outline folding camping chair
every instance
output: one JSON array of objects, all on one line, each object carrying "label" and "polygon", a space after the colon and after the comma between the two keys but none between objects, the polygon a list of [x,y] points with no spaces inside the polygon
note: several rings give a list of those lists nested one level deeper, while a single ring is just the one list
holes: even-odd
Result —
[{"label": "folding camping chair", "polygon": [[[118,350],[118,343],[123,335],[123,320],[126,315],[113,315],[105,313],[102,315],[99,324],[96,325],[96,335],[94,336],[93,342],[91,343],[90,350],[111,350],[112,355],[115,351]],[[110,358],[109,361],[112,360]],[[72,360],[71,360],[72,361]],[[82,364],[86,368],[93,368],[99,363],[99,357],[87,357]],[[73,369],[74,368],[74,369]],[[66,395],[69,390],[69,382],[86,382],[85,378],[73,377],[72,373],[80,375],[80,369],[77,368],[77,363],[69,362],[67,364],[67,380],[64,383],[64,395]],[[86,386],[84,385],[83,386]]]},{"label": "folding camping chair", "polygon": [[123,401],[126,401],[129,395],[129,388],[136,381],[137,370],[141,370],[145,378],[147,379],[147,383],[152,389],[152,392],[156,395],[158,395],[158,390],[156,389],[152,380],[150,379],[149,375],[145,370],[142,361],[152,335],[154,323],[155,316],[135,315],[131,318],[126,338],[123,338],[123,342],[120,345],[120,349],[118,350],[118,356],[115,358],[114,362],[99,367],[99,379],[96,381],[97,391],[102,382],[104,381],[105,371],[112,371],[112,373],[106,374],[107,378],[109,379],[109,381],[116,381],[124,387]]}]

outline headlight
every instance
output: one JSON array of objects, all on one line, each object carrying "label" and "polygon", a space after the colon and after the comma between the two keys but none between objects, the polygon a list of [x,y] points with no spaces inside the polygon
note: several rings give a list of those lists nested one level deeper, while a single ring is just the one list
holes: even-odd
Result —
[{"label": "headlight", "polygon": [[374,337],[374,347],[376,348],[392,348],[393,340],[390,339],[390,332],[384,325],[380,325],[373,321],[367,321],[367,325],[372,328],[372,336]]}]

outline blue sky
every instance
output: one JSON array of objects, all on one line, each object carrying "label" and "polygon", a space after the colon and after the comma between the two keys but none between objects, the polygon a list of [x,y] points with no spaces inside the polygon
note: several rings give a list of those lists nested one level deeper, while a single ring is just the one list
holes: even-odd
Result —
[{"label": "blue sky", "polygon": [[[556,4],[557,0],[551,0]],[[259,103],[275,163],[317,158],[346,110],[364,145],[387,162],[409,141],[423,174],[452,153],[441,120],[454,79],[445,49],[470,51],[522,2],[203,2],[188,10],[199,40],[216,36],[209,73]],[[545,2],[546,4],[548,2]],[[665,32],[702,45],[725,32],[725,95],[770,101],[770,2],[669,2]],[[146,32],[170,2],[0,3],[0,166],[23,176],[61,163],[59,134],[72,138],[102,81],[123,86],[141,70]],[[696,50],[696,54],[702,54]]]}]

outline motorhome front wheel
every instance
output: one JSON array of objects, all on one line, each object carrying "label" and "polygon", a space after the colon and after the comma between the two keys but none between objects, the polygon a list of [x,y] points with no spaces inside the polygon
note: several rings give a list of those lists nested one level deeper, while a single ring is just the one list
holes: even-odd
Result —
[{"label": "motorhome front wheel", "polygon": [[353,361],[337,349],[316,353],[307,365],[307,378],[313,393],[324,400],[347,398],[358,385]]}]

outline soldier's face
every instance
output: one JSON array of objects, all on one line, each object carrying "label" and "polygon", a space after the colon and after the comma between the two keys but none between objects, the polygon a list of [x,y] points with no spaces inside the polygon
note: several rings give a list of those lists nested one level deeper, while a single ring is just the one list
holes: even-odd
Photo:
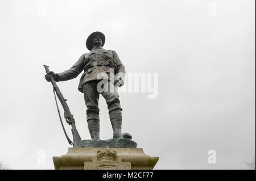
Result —
[{"label": "soldier's face", "polygon": [[102,44],[102,41],[101,40],[101,37],[97,35],[93,39],[93,44],[95,45],[101,45]]}]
++++++
**What the task asks**.
Copy every one of the records above character for character, leaving out the picture.

**Answer to the problem**.
outline folding camping chair
every instance
output: one JSON array of objects, all on one line, each object carrying "label" and "polygon", a space after the colon and after the comma between the two keys but none between objects, the polygon a list of [x,y] points with no spaces inside the polygon
note: several rings give a list of those lists nested one level deeper, while a single ring is just the one list
holes: even-odd
Result —
[{"label": "folding camping chair", "polygon": [[[118,350],[118,343],[123,335],[123,320],[126,315],[113,315],[105,313],[102,315],[99,324],[96,325],[96,335],[94,336],[93,342],[91,343],[90,350],[111,350],[112,355],[115,351]],[[110,358],[109,361],[112,360]],[[72,360],[71,360],[72,361]],[[82,364],[86,368],[93,368],[99,363],[99,357],[87,357]],[[73,369],[74,368],[74,369]],[[66,395],[69,390],[69,382],[86,382],[85,378],[73,377],[72,373],[80,375],[80,369],[77,368],[77,363],[69,362],[67,364],[67,380],[64,383],[64,395]],[[86,386],[84,385],[83,386]]]},{"label": "folding camping chair", "polygon": [[123,401],[126,401],[129,395],[129,388],[136,381],[137,370],[141,370],[145,378],[147,379],[147,383],[152,389],[152,392],[156,395],[158,395],[158,390],[156,389],[152,380],[150,379],[149,375],[145,370],[142,361],[152,335],[154,323],[155,316],[135,315],[131,318],[126,338],[123,338],[123,342],[120,345],[120,349],[118,350],[118,356],[115,358],[114,362],[99,367],[99,379],[96,381],[97,391],[102,382],[104,381],[105,371],[112,371],[112,373],[106,374],[107,378],[109,379],[109,381],[116,381],[124,387]]}]

outline headlight
every instance
output: one JSON array of objects, all on one line, each object carrying "label" and "polygon", a space after the colon and after the comma between the two keys but none between objects, the polygon a list of [x,y] points with no spaces inside the polygon
note: several rings give a list of those lists nested one level deeper, while a single ring is just the one list
holes: even-odd
Result —
[{"label": "headlight", "polygon": [[374,337],[374,347],[376,348],[392,348],[393,340],[390,339],[390,332],[384,325],[380,325],[373,321],[367,321],[367,325],[372,328],[372,336]]}]

outline blue sky
every instance
output: one JSON array of objects, all on one line, each object carrying "label" and "polygon", a space after the colon and after the comma between the two keys but none between objects, the polygon a list of [x,y] points with no spaces inside the polygon
note: several rings give a list of those lists nested one level deeper, while a single ring is just the one list
holes: even-odd
Result —
[{"label": "blue sky", "polygon": [[[556,4],[557,0],[551,0]],[[259,103],[275,163],[317,158],[346,110],[364,145],[387,162],[409,141],[423,174],[452,153],[441,120],[454,79],[445,49],[470,51],[522,2],[203,2],[188,10],[199,40],[216,36],[209,73]],[[545,2],[546,4],[548,2]],[[665,32],[702,45],[725,32],[725,95],[770,101],[770,2],[669,2]],[[146,32],[170,2],[0,3],[0,166],[23,176],[61,163],[59,134],[72,138],[102,81],[123,86],[141,70]],[[696,50],[696,54],[702,54]]]}]

outline motorhome front wheel
every instance
output: one JSON array of objects, all on one line, each object carrying "label" and "polygon", a space after the colon and after the comma between the two keys but none between objects, the polygon a list of [x,y] points with no spaces inside the polygon
note: several rings give a list of those lists nested one level deeper, while a single ring is just the one list
holes: even-odd
Result —
[{"label": "motorhome front wheel", "polygon": [[353,361],[337,349],[316,353],[307,365],[307,378],[313,393],[324,400],[347,398],[358,385]]}]

outline soldier's face
every instance
output: one JSON array of objects, all on one line, each object carrying "label" and "polygon", a space after the colon and after the comma between the two keys but none between objects, the polygon a list of [x,y] points with no spaces inside the polygon
note: several rings give a list of those lists nested one level deeper, while a single ring is just the one list
holes: even-odd
Photo:
Result —
[{"label": "soldier's face", "polygon": [[102,44],[102,41],[101,40],[101,37],[97,35],[93,39],[93,44],[95,45],[101,45]]}]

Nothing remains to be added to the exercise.